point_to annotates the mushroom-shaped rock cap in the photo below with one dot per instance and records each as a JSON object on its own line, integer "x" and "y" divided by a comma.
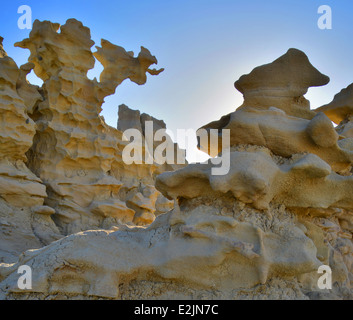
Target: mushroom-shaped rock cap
{"x": 290, "y": 75}
{"x": 340, "y": 107}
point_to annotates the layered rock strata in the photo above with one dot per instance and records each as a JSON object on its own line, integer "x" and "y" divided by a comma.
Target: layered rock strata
{"x": 261, "y": 231}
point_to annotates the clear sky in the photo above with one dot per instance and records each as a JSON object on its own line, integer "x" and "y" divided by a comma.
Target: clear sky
{"x": 204, "y": 46}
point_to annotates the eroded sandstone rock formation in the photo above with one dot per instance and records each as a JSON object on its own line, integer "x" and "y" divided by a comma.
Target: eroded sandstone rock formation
{"x": 260, "y": 231}
{"x": 59, "y": 161}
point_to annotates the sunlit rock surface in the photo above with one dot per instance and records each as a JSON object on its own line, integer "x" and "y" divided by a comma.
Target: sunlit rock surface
{"x": 260, "y": 231}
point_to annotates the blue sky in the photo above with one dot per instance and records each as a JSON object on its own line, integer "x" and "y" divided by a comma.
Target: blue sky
{"x": 204, "y": 46}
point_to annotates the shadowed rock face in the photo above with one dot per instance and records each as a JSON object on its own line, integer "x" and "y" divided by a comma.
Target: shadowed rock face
{"x": 259, "y": 231}
{"x": 341, "y": 107}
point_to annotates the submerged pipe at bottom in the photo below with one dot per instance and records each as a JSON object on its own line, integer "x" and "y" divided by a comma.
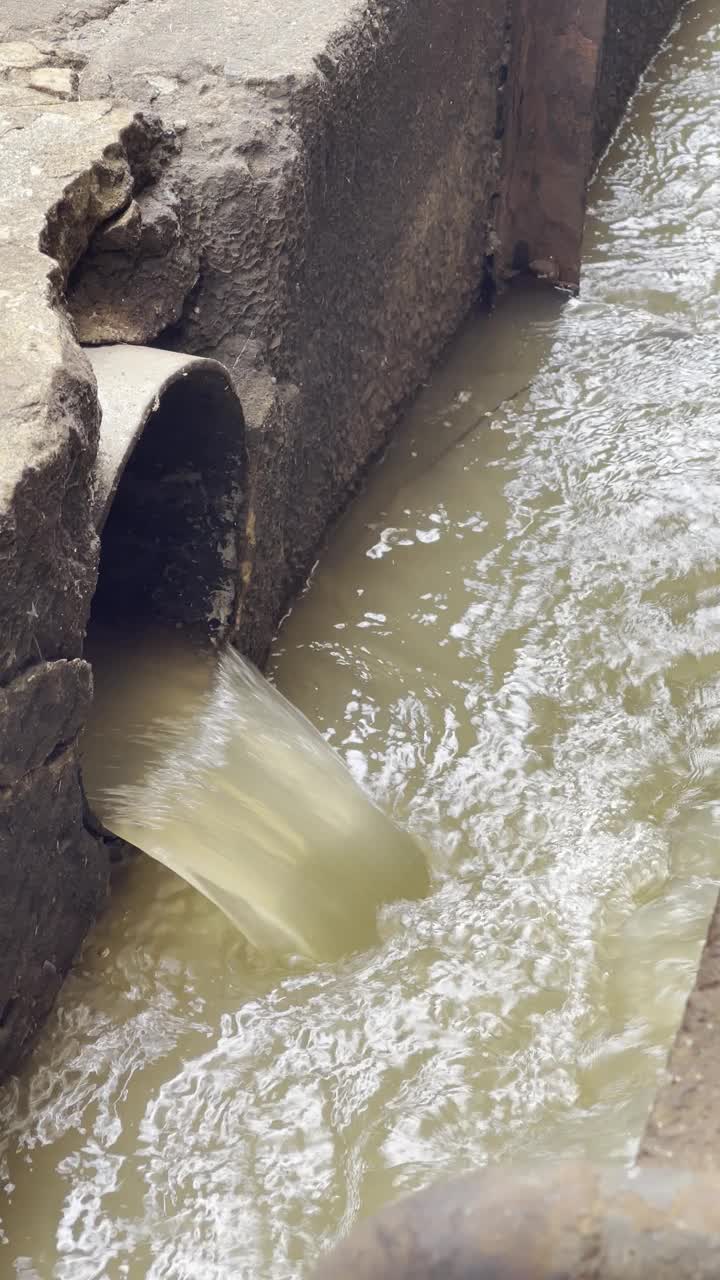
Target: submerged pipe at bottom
{"x": 573, "y": 1221}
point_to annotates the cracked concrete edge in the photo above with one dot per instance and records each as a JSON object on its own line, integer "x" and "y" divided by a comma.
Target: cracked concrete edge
{"x": 65, "y": 167}
{"x": 684, "y": 1121}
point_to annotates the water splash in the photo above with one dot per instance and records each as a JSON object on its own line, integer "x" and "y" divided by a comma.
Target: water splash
{"x": 238, "y": 794}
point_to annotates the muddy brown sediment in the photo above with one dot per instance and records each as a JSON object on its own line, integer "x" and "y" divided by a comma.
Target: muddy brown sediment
{"x": 329, "y": 191}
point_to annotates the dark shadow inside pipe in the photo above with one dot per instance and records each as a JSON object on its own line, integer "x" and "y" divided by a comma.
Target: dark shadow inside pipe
{"x": 171, "y": 539}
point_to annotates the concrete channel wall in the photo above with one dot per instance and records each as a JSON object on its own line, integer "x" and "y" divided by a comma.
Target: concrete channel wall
{"x": 311, "y": 192}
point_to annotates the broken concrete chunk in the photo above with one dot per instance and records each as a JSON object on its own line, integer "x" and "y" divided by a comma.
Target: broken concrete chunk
{"x": 58, "y": 81}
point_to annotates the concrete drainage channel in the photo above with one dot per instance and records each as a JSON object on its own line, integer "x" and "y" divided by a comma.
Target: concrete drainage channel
{"x": 318, "y": 213}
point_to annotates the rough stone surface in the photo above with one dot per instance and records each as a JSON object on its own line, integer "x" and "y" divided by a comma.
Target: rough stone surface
{"x": 65, "y": 168}
{"x": 136, "y": 274}
{"x": 335, "y": 208}
{"x": 340, "y": 165}
{"x": 684, "y": 1124}
{"x": 633, "y": 32}
{"x": 41, "y": 712}
{"x": 564, "y": 1221}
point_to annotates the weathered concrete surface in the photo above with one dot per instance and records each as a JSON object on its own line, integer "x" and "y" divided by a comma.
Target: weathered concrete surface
{"x": 338, "y": 168}
{"x": 684, "y": 1124}
{"x": 550, "y": 1223}
{"x": 337, "y": 204}
{"x": 573, "y": 69}
{"x": 64, "y": 168}
{"x": 168, "y": 487}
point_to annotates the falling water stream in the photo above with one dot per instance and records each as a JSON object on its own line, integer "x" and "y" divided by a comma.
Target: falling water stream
{"x": 514, "y": 643}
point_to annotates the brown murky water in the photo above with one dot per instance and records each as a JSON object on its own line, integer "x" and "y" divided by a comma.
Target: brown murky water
{"x": 513, "y": 641}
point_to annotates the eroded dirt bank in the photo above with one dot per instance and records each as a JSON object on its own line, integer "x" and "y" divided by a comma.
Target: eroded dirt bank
{"x": 328, "y": 191}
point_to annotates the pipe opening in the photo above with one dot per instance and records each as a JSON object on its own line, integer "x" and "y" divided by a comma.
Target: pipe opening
{"x": 171, "y": 480}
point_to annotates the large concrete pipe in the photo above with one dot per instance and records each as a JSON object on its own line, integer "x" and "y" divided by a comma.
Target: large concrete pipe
{"x": 560, "y": 1223}
{"x": 169, "y": 487}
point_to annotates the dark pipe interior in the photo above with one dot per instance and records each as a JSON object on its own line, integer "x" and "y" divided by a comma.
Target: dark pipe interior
{"x": 169, "y": 547}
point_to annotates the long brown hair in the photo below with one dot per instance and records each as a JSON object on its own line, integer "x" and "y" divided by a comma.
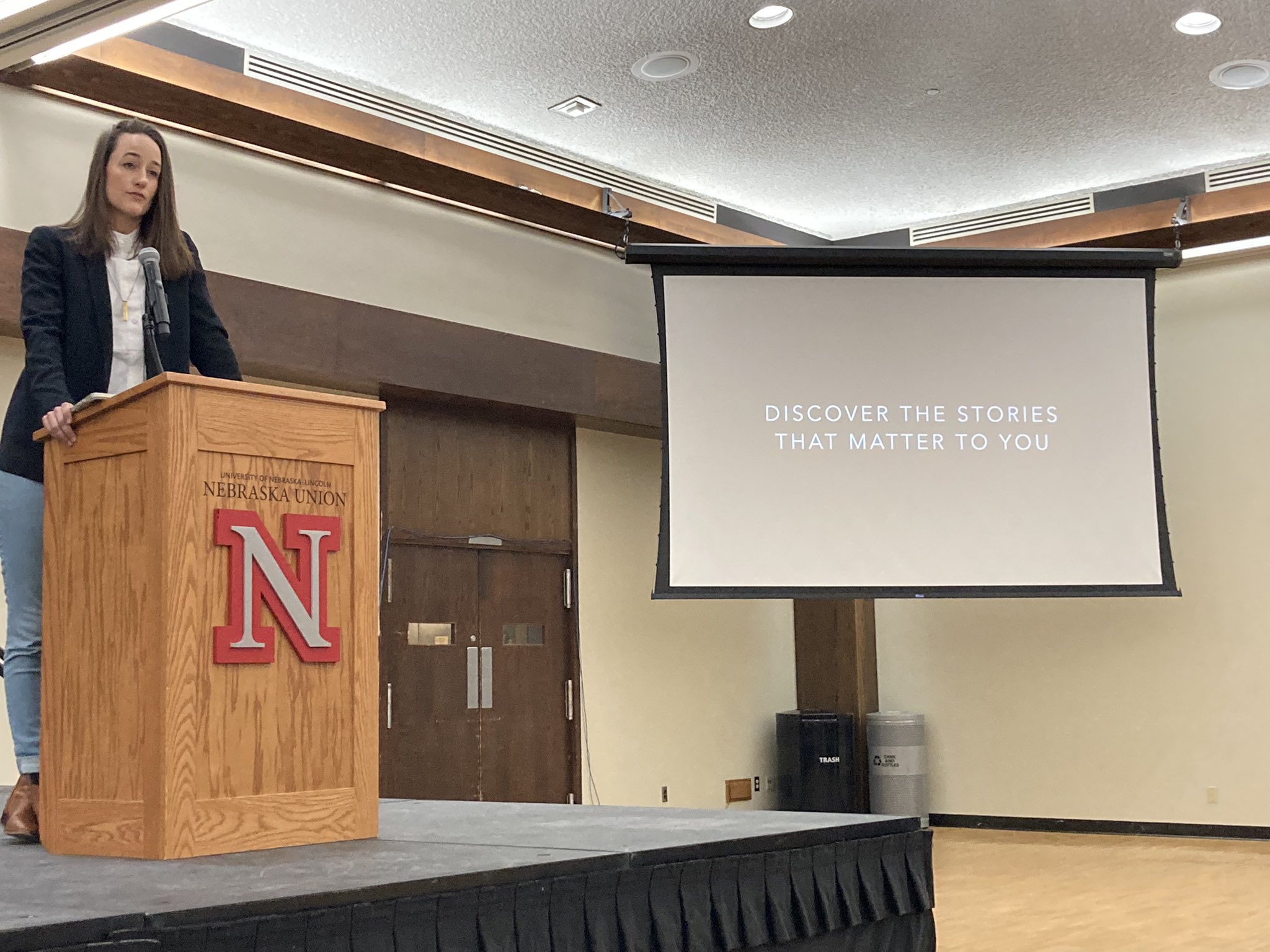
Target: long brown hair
^^^^^^^^
- _Task objective_:
The data should be printed again unchanged; leave its pictures out.

- _The solution_:
point_to annotates the mushroom-shaped rock cap in the photo below with one dot per instance and records each as a JSON object on its own line, integer "x" and "y" divided by a comma.
Target: mushroom-shaped rock cap
{"x": 290, "y": 75}
{"x": 340, "y": 107}
point_to annotates the layered rock strata in the photo above with one dot per instance and records each as a JSON object on its own line, integer "x" and "y" divided by a comma.
Target: layered rock strata
{"x": 261, "y": 231}
point_to annotates the clear sky in the photo above with one dot per instance and records each as a JSON object on its own line, integer "x" and "y" divided by a comma.
Target: clear sky
{"x": 204, "y": 46}
point_to annotates the eroded sandstone rock formation in the photo above with one dot per instance and records each as a JSON object on its own line, integer "x" and "y" divided by a comma.
Target: eroded sandstone rock formation
{"x": 260, "y": 231}
{"x": 59, "y": 161}
point_to annotates the sunlit rock surface in the photo above with one dot per instance and records each as a JSON object on its own line, integer "x" and "y" divided by a comma.
Target: sunlit rock surface
{"x": 260, "y": 231}
point_to annotates the blue sky in the photo above with one dot per instance and records each as a JSON object on its own line, integer "x" and "y" divided by a comma.
Target: blue sky
{"x": 204, "y": 46}
point_to annotates the shadowed rock face in the photo above with one dot per instance and records each as a JSON object on its own line, integer "x" and "y" divided by a comma.
Target: shadowed rock face
{"x": 259, "y": 231}
{"x": 341, "y": 107}
point_to annotates the submerged pipe at bottom in the photo below with one dot per instance and records each as a JSON object on its own line, integer "x" and "y" divided by a comma.
Target: submerged pipe at bottom
{"x": 573, "y": 1221}
point_to annotates the cracked concrete edge in the photo above with one dot per instance and records each as a JSON object on its own line, integer "x" and "y" divided by a comma.
Target: cracked concrete edge
{"x": 65, "y": 167}
{"x": 684, "y": 1121}
point_to annotates the water splash in the photo above with one dot per instance and records each as a JSON object on its own line, integer "x" and "y" divided by a comma.
Target: water splash
{"x": 238, "y": 794}
point_to annotates the muddy brown sediment in the photo above with one dot per instance and records each as a JSON object on its own line, integer "x" and "y" divided by a comma.
Target: muddy brown sediment
{"x": 329, "y": 191}
point_to annotates the dark shadow inside pipe in the photo above with one dot per instance and records each as a JSON object on its own line, integer "x" and "y" divided by a comma.
Target: dark shadow inside pipe
{"x": 171, "y": 539}
point_to annotates the concrete channel wall in the photo above with one dot per instance and records each as a JSON object on its own line, integer "x" and "y" divided by a comma.
Target: concrete channel wall
{"x": 311, "y": 192}
point_to annotates the broken concrete chunk in the photo above with one dot per instance and records each as a JSON object on its own line, integer "x" and "y" divided by a comma.
Target: broken concrete chunk
{"x": 58, "y": 81}
point_to annotates the concrete drainage channel in the photo above with one dot per instance and records each as a JSON object on its own line, integer "x" and "y" divided by a comma.
Target: concrete drainage channel
{"x": 318, "y": 213}
point_to annotates the rough stone surface in the photo above with one dot per instance and records each as a JSON object on its own line, integer "x" and "y" divided by a comma.
Target: rough stone surface
{"x": 65, "y": 168}
{"x": 136, "y": 274}
{"x": 335, "y": 208}
{"x": 340, "y": 165}
{"x": 684, "y": 1124}
{"x": 633, "y": 32}
{"x": 41, "y": 712}
{"x": 564, "y": 1221}
point_to annotates the weathered concrete surface in the photo above with one dot per instance and records each as a JSON object on its own line, integer "x" and "y" divided by a comma.
Target: weathered concrete surface
{"x": 338, "y": 168}
{"x": 684, "y": 1124}
{"x": 550, "y": 1223}
{"x": 337, "y": 204}
{"x": 573, "y": 69}
{"x": 64, "y": 168}
{"x": 168, "y": 487}
point_to annotates the falling water stream in the photo above with one dot per instance and records each as a JSON object on its own line, integer "x" and "y" divided by a comma.
Target: falling water stream
{"x": 514, "y": 643}
point_to annotates the brown murky water in the photo above with one dot per instance and records each as a JSON object on its own line, integer "x" and "y" divided by a comma.
Target: brown murky water
{"x": 513, "y": 641}
point_to annotates the eroded dirt bank in the photo above with one dot per instance and records each as a JSON object on its own line, integer "x" and "y" divided by a comma.
Target: eroded dirt bank
{"x": 328, "y": 191}
point_to annotates the pipe opening in the photo above with one dot per instance and records each as a JSON object on its own line, integer "x" and "y" divided by a comma.
Target: pipe opening
{"x": 171, "y": 480}
point_to annotates the large concrete pipe in the photo above with one dot per instance and records each as a JSON object on its own line, integer "x" and "y" divided by a comma.
Target: large concrete pipe
{"x": 560, "y": 1223}
{"x": 169, "y": 487}
point_to annotates the dark pipe interior in the photo above with one dot per instance and records each as a JSON object on its own line, integer "x" and "y" divided by a comma.
Target: dark pipe interior
{"x": 169, "y": 547}
point_to annotates the long brown hair in the photo below with one dot per instance and records each as a JSON object on its own line, integer "x" and "y" divided by a comma.
Target: long brown hair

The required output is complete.